Rewrite only the rows from the line containing "Identify the windshield" through the end of the rows, replacing "Target" with "Label" and keeping everything else the same.

#### [Dataset]
## START

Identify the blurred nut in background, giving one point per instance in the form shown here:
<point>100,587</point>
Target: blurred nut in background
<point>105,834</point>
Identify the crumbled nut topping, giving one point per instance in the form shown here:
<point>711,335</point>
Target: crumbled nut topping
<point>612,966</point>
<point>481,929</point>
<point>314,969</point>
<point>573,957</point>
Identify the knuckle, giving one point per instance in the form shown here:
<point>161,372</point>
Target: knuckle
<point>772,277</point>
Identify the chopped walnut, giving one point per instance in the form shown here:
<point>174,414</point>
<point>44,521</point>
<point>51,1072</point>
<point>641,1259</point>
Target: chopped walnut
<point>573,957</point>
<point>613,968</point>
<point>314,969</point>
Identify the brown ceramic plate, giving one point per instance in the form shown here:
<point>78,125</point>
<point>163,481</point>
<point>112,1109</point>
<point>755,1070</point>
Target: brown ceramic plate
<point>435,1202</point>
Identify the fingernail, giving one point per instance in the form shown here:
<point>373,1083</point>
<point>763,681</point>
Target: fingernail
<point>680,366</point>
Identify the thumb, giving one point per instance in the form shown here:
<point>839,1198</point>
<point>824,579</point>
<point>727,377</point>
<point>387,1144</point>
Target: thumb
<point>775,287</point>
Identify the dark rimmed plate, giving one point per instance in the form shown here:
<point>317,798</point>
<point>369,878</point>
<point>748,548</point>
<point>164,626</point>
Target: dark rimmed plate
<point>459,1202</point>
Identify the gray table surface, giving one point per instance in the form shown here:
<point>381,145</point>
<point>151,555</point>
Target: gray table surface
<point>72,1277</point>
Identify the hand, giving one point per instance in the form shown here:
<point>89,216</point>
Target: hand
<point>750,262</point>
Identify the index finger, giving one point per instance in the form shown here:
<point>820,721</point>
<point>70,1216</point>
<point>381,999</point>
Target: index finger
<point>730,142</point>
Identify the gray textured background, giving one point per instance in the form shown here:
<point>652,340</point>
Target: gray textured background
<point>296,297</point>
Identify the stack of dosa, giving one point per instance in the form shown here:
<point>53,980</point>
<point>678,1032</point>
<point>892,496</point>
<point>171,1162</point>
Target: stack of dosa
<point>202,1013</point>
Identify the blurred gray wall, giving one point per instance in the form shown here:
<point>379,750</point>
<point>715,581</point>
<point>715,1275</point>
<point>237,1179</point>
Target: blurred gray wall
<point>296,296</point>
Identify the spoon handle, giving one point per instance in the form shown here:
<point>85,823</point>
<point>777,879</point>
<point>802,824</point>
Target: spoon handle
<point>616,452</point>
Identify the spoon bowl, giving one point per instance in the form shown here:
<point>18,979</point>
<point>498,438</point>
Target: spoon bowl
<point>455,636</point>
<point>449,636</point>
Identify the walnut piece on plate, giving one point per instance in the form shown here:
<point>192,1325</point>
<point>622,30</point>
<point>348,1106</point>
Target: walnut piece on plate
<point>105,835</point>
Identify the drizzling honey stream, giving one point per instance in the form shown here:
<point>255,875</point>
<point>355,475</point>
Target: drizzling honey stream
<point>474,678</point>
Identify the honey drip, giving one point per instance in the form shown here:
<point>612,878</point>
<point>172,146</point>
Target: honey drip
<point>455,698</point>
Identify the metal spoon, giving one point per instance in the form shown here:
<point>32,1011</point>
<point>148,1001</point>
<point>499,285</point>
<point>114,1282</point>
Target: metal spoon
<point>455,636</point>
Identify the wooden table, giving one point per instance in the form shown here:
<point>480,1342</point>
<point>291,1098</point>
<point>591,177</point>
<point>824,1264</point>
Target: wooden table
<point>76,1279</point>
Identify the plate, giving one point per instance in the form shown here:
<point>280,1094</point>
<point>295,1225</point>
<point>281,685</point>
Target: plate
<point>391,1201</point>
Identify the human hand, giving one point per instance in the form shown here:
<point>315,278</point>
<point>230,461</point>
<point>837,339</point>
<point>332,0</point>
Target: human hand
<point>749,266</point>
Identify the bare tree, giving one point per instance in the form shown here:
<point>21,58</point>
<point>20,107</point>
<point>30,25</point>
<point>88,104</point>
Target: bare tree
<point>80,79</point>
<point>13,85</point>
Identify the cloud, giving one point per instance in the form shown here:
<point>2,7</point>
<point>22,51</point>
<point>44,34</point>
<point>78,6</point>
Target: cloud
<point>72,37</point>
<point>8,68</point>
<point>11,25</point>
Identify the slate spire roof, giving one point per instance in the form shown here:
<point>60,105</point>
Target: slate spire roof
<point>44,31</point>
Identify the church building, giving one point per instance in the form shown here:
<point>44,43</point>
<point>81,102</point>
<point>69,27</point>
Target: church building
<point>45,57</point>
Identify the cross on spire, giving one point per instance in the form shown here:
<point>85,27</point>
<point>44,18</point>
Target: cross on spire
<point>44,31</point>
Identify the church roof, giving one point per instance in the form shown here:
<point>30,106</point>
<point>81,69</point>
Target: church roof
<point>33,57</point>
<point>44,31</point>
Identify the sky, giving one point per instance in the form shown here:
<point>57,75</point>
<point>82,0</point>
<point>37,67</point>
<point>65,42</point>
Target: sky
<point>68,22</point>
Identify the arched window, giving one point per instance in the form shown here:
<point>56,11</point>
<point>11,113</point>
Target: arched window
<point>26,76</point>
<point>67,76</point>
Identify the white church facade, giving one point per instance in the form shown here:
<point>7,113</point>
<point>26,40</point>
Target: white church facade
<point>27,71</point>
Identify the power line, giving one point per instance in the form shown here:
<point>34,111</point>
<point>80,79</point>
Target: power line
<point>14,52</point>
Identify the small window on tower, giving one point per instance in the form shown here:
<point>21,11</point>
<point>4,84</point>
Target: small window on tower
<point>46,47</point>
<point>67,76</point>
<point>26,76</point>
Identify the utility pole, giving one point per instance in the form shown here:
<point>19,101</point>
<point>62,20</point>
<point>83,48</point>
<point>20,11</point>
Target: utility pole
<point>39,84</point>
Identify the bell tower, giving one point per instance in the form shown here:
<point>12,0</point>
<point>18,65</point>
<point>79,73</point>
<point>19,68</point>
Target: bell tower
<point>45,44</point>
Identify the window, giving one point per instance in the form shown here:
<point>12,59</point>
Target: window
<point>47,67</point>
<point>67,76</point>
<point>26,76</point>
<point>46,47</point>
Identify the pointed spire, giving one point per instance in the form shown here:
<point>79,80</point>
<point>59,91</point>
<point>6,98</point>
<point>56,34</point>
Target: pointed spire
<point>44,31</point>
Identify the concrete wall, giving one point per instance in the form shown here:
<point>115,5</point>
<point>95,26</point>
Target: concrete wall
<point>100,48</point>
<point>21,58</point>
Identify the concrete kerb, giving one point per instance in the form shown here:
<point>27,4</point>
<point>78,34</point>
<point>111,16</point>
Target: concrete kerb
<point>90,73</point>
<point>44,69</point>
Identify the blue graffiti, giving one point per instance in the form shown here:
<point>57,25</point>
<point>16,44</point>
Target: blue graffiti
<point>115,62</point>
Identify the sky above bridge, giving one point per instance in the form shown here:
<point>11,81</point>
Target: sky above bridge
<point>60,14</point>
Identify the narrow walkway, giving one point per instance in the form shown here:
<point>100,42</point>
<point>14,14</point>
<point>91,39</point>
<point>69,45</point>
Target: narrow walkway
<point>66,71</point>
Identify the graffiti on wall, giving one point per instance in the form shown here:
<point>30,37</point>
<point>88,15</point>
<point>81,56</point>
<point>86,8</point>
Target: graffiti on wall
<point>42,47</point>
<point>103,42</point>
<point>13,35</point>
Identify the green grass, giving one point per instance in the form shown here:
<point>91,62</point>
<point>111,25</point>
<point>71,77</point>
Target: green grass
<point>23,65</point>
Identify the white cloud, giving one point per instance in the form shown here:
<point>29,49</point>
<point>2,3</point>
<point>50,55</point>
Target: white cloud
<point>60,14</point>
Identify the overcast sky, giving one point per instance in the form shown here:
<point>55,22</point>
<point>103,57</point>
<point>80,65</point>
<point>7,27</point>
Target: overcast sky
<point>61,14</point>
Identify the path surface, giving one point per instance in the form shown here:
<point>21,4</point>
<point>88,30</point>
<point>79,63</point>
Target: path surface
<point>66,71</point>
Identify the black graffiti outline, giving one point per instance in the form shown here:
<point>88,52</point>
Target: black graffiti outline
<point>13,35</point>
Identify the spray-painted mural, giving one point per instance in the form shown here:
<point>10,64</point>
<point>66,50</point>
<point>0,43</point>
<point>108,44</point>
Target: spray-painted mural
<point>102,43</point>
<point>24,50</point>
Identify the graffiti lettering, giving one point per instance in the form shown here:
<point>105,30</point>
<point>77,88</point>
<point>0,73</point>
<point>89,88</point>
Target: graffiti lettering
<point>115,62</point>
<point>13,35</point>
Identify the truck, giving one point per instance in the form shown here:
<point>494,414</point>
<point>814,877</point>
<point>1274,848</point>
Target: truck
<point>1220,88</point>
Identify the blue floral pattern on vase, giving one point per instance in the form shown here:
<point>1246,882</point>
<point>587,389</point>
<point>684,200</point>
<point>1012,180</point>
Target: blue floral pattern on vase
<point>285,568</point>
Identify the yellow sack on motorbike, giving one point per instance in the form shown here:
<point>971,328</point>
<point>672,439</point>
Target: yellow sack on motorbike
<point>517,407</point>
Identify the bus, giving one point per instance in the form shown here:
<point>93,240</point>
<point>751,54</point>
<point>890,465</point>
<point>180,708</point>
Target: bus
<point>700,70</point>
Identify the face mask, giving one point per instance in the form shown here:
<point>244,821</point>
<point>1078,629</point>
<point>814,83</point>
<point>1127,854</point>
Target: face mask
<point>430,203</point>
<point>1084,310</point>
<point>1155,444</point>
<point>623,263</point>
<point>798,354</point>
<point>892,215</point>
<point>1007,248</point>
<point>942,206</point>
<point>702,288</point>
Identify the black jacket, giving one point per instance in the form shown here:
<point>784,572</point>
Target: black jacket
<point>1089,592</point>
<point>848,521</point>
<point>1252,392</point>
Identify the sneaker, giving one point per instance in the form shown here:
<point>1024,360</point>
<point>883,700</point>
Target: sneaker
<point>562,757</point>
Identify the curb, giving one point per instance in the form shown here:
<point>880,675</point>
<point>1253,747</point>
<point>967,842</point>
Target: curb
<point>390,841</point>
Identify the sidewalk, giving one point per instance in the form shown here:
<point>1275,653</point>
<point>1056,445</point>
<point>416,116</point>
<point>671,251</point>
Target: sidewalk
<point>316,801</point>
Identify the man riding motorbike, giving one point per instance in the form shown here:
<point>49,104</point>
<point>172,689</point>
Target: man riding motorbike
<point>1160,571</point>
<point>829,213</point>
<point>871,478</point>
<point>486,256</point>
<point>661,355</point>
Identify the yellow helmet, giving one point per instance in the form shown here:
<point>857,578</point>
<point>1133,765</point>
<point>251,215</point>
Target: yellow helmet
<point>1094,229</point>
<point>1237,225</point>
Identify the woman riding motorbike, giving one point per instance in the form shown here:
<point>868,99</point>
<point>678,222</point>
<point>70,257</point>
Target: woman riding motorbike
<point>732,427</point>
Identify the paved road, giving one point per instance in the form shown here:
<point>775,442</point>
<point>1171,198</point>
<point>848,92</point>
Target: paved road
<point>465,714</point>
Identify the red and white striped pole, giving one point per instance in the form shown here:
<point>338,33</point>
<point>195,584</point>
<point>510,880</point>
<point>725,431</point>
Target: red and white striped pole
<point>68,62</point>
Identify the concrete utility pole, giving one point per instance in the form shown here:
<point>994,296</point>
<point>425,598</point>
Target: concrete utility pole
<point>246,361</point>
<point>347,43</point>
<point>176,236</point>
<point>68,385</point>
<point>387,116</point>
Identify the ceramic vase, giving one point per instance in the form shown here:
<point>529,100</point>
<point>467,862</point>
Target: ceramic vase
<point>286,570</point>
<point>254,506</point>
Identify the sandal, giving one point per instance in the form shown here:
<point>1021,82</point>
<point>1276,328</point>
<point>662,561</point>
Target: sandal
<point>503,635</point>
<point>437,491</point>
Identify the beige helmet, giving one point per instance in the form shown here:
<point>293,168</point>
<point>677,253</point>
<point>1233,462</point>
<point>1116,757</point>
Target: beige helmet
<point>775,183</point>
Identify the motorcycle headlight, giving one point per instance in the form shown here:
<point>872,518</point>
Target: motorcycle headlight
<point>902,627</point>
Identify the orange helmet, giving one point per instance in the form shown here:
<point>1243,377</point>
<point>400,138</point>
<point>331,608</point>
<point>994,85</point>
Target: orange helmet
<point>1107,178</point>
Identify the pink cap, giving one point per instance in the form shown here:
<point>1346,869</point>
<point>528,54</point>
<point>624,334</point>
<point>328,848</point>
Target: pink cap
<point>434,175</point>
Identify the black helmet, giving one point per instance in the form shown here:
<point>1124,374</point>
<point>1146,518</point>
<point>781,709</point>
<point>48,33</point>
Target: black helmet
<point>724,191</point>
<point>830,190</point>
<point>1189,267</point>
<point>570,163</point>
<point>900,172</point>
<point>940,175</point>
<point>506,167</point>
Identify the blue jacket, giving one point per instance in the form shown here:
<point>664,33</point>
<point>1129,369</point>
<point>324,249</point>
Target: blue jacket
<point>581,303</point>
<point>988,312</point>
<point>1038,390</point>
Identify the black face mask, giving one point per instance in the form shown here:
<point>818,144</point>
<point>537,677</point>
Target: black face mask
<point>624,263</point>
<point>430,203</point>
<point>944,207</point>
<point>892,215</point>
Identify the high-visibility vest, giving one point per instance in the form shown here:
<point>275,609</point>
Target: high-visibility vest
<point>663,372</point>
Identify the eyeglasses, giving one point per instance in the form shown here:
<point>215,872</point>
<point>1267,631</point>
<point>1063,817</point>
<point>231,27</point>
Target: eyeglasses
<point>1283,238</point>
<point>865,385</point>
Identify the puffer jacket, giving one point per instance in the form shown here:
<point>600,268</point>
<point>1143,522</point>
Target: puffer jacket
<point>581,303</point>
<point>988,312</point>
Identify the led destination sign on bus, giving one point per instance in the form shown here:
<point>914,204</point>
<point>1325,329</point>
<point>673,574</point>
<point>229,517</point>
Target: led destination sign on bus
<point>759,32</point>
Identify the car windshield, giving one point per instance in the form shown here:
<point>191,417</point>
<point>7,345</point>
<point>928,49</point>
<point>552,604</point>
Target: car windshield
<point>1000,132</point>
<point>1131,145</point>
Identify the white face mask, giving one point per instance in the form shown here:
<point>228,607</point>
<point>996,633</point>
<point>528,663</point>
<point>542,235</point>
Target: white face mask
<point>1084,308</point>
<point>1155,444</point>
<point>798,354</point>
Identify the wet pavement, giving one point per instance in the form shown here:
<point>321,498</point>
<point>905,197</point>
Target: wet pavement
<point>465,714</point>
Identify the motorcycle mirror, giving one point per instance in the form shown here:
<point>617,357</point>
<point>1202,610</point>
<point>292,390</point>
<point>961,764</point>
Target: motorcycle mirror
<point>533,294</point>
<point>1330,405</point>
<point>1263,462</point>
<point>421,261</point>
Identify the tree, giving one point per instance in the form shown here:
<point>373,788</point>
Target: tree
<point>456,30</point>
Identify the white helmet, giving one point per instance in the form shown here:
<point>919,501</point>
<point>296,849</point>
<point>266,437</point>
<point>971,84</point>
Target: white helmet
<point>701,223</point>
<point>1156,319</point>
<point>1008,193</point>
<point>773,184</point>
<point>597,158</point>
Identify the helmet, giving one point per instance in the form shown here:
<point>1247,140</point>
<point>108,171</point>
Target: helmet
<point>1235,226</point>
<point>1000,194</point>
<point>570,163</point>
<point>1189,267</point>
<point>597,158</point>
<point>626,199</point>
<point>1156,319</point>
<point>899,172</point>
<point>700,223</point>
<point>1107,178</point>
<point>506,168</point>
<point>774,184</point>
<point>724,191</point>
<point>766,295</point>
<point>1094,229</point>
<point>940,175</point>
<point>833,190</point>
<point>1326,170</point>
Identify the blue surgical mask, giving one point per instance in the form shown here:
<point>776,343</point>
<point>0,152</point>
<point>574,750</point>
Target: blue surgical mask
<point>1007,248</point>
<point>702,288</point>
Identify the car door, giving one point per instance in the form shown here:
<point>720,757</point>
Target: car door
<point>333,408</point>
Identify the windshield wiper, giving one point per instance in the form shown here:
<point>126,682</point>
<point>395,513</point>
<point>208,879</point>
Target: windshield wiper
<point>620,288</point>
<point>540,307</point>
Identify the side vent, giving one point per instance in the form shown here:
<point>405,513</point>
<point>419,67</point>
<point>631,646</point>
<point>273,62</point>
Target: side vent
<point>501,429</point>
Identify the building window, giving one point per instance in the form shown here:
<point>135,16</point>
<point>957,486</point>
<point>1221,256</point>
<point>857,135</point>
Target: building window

## END

#### [Task answer]
Identify the windshield wiper, giving one point per instance in the form shown here:
<point>126,682</point>
<point>395,513</point>
<point>208,879</point>
Label: windshield wiper
<point>620,288</point>
<point>540,307</point>
Identify the side vent, giving one point per instance in the form shown here:
<point>405,513</point>
<point>419,67</point>
<point>631,646</point>
<point>273,62</point>
Label: side vent
<point>501,429</point>
Identify the building window, giving one point per instance in the form shown here:
<point>135,16</point>
<point>957,486</point>
<point>1221,256</point>
<point>857,135</point>
Label: building window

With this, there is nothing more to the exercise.